══ Data provided

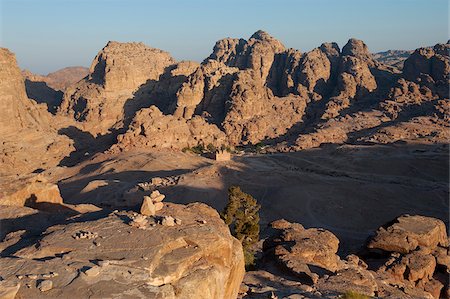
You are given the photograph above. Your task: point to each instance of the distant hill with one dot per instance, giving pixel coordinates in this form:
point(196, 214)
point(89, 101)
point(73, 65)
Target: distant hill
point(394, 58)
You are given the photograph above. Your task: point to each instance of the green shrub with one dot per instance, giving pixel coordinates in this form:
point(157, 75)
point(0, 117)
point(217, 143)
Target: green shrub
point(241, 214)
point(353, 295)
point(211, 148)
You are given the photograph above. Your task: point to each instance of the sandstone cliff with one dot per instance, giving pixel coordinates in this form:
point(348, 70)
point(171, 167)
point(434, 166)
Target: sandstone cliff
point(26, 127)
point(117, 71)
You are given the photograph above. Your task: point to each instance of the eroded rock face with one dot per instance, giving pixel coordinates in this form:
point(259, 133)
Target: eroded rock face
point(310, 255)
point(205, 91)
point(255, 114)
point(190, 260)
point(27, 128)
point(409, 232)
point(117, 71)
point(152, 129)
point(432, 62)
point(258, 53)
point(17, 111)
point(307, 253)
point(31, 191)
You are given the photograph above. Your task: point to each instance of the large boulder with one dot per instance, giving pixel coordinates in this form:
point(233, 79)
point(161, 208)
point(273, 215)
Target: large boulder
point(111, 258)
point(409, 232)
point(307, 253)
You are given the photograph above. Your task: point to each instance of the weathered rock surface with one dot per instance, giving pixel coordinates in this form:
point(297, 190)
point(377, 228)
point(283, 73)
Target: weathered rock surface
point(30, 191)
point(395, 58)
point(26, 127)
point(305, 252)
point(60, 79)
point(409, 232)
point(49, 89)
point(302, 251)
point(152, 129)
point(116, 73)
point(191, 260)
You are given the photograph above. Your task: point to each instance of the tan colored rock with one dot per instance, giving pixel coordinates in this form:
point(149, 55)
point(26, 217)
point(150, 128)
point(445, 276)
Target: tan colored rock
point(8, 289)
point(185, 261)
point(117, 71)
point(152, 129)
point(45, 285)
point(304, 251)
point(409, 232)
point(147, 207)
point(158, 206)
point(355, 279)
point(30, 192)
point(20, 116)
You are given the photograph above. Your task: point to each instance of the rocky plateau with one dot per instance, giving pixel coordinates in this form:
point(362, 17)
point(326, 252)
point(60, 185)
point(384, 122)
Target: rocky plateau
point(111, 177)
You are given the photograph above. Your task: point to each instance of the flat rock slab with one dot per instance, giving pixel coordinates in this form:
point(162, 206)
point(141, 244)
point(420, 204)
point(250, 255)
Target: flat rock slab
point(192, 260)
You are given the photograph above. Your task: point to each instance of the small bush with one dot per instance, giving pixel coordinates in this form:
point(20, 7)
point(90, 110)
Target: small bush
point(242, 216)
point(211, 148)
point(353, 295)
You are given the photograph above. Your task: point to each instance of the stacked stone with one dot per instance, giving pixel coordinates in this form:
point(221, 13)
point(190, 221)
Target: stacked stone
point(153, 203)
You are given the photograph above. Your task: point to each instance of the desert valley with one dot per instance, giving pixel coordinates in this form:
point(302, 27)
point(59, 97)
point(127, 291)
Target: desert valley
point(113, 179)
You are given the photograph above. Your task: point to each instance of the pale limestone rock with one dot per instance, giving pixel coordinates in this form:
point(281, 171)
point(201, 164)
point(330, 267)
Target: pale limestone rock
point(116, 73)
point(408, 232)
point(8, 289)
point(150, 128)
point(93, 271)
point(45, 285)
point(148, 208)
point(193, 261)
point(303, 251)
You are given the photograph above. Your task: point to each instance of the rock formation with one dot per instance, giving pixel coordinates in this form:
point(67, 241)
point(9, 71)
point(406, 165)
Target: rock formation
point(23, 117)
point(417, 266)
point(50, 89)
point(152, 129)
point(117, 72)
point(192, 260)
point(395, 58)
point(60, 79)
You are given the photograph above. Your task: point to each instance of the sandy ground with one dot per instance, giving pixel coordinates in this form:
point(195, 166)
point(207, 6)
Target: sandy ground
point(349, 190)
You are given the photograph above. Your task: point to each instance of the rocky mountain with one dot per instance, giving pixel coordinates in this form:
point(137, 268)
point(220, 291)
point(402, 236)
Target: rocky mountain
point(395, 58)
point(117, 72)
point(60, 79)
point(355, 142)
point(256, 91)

════

→ Task directions
Turn every line of the records above into one numbered list, skipping blank lines. Leave the pictures out.

→ Output for this task
1. You are given the photograph above. Your task: point to each instance of the distant hill with one dot per instance, giving pixel coordinates in this form:
2. point(196, 214)
3. point(89, 101)
4. point(73, 65)
5. Target: distant hill
6. point(394, 58)
7. You are given the photograph above. Your task: point to each instance of the green shrub with one dot per instance, giving pixel coordinates in this form:
8. point(157, 75)
9. point(0, 117)
10. point(217, 143)
11. Target: green shrub
12. point(241, 214)
13. point(353, 295)
14. point(211, 148)
15. You are given the photograph above. Your task: point to each instance of the sandstone cliff with one dot per instance, giving pixel coordinates in this form:
16. point(348, 70)
17. point(171, 167)
18. point(434, 166)
19. Target: sandstone cliff
20. point(26, 127)
21. point(117, 71)
22. You are given the photograph above. Your task: point to each instance of the eroded rock face with one dot per instance, giving pixel coordinates in this form:
23. point(259, 133)
24. Target: eroded rock face
25. point(310, 255)
26. point(205, 91)
27. point(255, 114)
28. point(190, 260)
29. point(27, 128)
30. point(409, 232)
31. point(117, 71)
32. point(152, 129)
33. point(432, 62)
34. point(258, 53)
35. point(17, 111)
36. point(307, 253)
37. point(31, 191)
38. You are given the photograph above. Your task: point to each instance of the large boulder with one dot per instance, giving pixel coordinates in this form:
39. point(233, 79)
40. point(161, 208)
41. point(273, 215)
42. Target: large boulder
43. point(111, 258)
44. point(409, 232)
45. point(307, 253)
46. You are given the photograph above. Your task: point to each instance of the weathered rock surface with one dot per instance, giving pixel coordinates in this form:
47. point(297, 190)
48. point(377, 228)
49. point(283, 73)
50. Target: weathered rock surface
51. point(30, 191)
52. point(395, 58)
53. point(26, 127)
54. point(305, 252)
55. point(60, 79)
56. point(409, 232)
57. point(49, 89)
58. point(302, 251)
59. point(152, 129)
60. point(116, 73)
61. point(191, 260)
62. You are given the photograph above. Your task: point to each instance of the tan colored rock with one dot per instance, giving pixel coordinates in this form:
63. point(149, 55)
64. point(26, 217)
65. point(150, 128)
66. point(445, 276)
67. Target: tan colored rock
68. point(8, 289)
69. point(185, 261)
70. point(117, 71)
71. point(152, 129)
72. point(45, 285)
73. point(304, 251)
74. point(409, 232)
75. point(147, 207)
76. point(158, 206)
77. point(355, 279)
78. point(30, 192)
79. point(20, 116)
80. You are given the photograph above. Your task: point to each instance of the rocky plateau with one dot per instance, giving pixel coordinates in this form:
81. point(362, 17)
82. point(326, 252)
83. point(60, 185)
84. point(384, 122)
85. Target: rocky plateau
86. point(111, 177)
87. You are given the photograph above. Your task: point to each instance of the flat rock slab with one dot per instance, giving pixel coordinates in this form:
88. point(162, 206)
89. point(141, 244)
90. point(420, 204)
91. point(250, 255)
92. Target: flat rock slab
93. point(192, 260)
94. You are given the photograph above. Your task: point to each instance of the small bush with one dot per instance, giving pixel coordinates in this form:
95. point(20, 7)
96. point(90, 110)
97. Target: small bush
98. point(242, 216)
99. point(211, 148)
100. point(353, 295)
101. You are given the photograph above. Your task: point to each instance of the stacked stone with one dot per instance, giving pixel coordinates in this form:
102. point(221, 13)
103. point(190, 221)
104. Target: stacked stone
105. point(153, 203)
106. You are given the photograph above. Your task: point to each instance of the desert valley with one dot per instance, giving pixel coordinates in this form:
107. point(302, 27)
108. point(59, 97)
109. point(127, 291)
110. Target: desert valley
111. point(113, 179)
112. You are given the photograph above. Your task: point to each instance of the pale limestone rock with one dot per instance, giving pixel coordinates in this form:
113. point(281, 171)
114. point(201, 164)
115. point(330, 267)
116. Target: pale limestone rock
117. point(116, 73)
118. point(408, 232)
119. point(8, 289)
120. point(150, 128)
121. point(93, 271)
122. point(45, 285)
123. point(148, 208)
124. point(193, 261)
125. point(303, 251)
126. You are given the photograph above. Your task: point to each instance of the rock formation with one dot per instance, giving pixel coordinates in this form:
127. point(67, 241)
128. point(9, 71)
129. point(406, 165)
130. Target: rock formation
131. point(23, 117)
132. point(417, 266)
133. point(50, 89)
134. point(152, 129)
135. point(117, 72)
136. point(192, 260)
137. point(395, 58)
138. point(60, 79)
139. You are given the photograph above. Your task: point to each instance of the sandy ground with one dot per instance, giving pixel coordinates in this form:
140. point(195, 166)
141. point(207, 6)
142. Target: sandy ground
143. point(349, 190)
144. You are given the photograph above. Your task: point to each instance of the rocky mountain with one dot per instance, giving pixel coordinates in this form:
145. point(137, 268)
146. point(220, 291)
147. point(402, 236)
148. Target: rocky mountain
149. point(395, 58)
150. point(117, 72)
151. point(60, 79)
152. point(355, 142)
153. point(256, 91)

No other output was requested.